[Collected data]

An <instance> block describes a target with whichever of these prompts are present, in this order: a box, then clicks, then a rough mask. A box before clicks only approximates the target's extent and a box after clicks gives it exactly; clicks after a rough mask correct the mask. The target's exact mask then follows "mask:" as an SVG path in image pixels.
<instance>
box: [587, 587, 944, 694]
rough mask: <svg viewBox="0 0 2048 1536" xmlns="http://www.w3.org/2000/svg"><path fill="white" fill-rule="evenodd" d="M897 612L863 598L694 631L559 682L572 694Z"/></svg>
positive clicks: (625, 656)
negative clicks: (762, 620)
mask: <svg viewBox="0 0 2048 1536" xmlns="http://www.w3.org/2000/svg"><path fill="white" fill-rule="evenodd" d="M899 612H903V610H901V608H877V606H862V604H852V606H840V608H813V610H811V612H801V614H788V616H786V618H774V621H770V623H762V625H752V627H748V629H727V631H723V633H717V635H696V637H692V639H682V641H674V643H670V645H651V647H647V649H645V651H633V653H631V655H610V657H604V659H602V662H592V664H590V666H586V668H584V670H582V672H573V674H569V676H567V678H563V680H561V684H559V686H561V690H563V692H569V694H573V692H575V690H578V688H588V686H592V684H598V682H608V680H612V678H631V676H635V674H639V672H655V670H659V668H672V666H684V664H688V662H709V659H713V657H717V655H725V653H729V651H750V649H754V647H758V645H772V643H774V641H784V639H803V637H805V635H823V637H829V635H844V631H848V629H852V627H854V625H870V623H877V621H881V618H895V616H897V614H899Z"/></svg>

* [TASK GOAL]:
Your answer must consist solely of the lines from the top of the entries above through the line containing "positive clicks: (625, 656)", copied exactly, both ends included.

* [WRITTEN REPLY]:
An <instance> block describes a target with whichever of these prompts are present, in this order: a box, then clicks, then a rough mask. A box before clicks only approximates the target's extent and a box after clicks gives it exactly; clicks after a rough mask correct the mask. The target's exact mask then follows "mask:" as an SVG path in image pixels.
<instance>
box: [587, 587, 944, 694]
rough mask: <svg viewBox="0 0 2048 1536" xmlns="http://www.w3.org/2000/svg"><path fill="white" fill-rule="evenodd" d="M897 612L863 598L694 631L559 682L572 694Z"/></svg>
positive clicks: (625, 656)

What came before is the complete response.